_SELECTED TEXT_
** start **

Kilimanjaro International Airport (KIA)  is an international airport located in Hai District, Kilimanjaro Region, Tanzania. The airport serves the cities of Arusha and Moshi. The airport handled 802,731 passengers in 2014 and mainly serves regional flights as well as a few long-haul services due to its importance as a leisure destination. It is the largest airport in northern Tanzania, by size and passenger volume.

Overview

Many international visitors also go to national parks in Tanzania, to the Indian Ocean coast, to islands such as Zanzibar, and to Lake Victoria, reflected in the routes of connecting flights. Despite its small size, the airport can handle aircraft as large as Boeing 747s and Antonov 124s. The airport served 665,147 passengers in 2012, a 3.7 percent increase over 2011. The airport served 802,731 passengers in 2014, of whom 45 percent were international, 38 percent domestic, and 17 percent transit.

On 19 February 2014, the governments of Tanzania and the Netherlands signed a grant arrangement to rehabilitate the airport, including its aprons, taxiways, and terminal building. The total cost of the project is expected to be €35.5 million, with €15.0 million funded by the Netherlands and the remainder by Tanzania. The already completed design phase was financed entirely by the Dutch government. In November 2015, renovations began at the airport, aimed at doubling its capacity from the current 600,000 passengers to 1.2 million annually. The renovation work is being done by BAM International, at a cost of US$39.7 million. Renovations were expected to last until May 2017. BAM International is a subsidiary of the Royal BAM Group in the Netherlands.

** end **

_GIVEN INFORMATION_
** start **

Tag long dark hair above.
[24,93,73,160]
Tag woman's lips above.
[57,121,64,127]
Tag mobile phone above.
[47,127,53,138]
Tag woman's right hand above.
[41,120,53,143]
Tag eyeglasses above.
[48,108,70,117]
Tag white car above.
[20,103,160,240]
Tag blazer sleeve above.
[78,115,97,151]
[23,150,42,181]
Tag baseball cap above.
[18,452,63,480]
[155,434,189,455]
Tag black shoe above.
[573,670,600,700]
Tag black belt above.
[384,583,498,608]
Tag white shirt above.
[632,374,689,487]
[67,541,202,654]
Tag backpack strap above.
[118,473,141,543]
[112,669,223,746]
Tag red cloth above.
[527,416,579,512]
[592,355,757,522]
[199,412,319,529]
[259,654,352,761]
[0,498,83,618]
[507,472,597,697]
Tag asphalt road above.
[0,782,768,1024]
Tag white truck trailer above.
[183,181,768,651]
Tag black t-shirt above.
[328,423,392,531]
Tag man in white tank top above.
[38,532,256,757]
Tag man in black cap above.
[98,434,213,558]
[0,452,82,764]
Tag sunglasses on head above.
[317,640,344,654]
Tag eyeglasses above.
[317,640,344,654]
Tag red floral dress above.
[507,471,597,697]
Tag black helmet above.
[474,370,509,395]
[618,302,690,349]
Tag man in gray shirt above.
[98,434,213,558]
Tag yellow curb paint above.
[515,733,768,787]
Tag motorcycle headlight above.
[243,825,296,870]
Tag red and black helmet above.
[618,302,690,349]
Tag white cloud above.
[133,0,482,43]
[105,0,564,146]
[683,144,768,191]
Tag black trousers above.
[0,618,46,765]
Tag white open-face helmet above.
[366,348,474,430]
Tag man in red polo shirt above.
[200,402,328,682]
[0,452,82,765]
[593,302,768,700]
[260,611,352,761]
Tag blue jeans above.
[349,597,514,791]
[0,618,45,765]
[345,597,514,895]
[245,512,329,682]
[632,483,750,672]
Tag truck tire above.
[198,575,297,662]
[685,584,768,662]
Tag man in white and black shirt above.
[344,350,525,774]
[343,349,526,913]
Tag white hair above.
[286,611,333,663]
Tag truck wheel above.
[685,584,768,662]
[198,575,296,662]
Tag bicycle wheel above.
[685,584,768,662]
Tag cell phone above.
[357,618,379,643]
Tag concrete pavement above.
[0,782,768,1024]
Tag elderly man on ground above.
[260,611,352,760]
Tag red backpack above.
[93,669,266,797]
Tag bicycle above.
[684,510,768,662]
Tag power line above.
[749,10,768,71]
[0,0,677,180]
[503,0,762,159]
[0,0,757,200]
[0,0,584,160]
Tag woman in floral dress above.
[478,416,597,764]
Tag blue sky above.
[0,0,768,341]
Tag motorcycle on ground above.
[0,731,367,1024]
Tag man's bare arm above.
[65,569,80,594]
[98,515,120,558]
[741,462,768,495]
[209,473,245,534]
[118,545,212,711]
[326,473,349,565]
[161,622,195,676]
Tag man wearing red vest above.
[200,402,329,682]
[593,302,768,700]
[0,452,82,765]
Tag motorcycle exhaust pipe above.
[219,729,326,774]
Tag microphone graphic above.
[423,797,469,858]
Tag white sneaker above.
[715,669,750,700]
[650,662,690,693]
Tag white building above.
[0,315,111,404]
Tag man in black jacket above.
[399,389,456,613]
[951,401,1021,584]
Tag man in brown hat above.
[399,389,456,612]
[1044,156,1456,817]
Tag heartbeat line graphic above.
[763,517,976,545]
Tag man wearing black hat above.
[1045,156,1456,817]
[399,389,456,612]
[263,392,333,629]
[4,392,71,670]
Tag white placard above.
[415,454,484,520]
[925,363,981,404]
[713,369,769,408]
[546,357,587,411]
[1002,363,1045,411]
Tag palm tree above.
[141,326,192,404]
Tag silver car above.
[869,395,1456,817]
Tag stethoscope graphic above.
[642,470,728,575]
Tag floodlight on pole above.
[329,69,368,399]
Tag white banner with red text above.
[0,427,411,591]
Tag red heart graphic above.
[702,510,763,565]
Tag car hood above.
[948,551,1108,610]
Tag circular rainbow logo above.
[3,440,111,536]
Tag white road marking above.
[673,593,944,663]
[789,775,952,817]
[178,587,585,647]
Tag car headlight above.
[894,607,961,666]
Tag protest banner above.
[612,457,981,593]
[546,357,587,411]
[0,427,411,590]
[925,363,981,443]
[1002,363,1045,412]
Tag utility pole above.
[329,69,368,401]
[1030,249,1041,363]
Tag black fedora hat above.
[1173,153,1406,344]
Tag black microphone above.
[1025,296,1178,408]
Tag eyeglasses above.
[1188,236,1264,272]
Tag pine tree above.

** end **

_PARTS OF THE EXERCISE_
1 - From the Kilimanjaro airport text, return the passage starting at "On 19 February" and ending at "in the Netherlands.", copied word for word.
2 - In the Kilimanjaro airport text, what share of the 2014 passengers were international?

_TASK-BY-TASK RESULTS_
1 -
On 19 February 2014, the governments of Tanzania and the Netherlands signed a grant arrangement to rehabilitate the airport, including its aprons, taxiways, and terminal building. The total cost of the project is expected to be €35.5 million, with €15.0 million funded by the Netherlands and the remainder by Tanzania. The already completed design phase was financed entirely by the Dutch government. In November 2015, renovations began at the airport, aimed at doubling its capacity from the current 600,000 passengers to 1.2 million annually. The renovation work is being done by BAM International, at a cost of US$39.7 million. Renovations were expected to last until May 2017. BAM International is a subsidiary of the Royal BAM Group in the Netherlands.

2 - 45 percent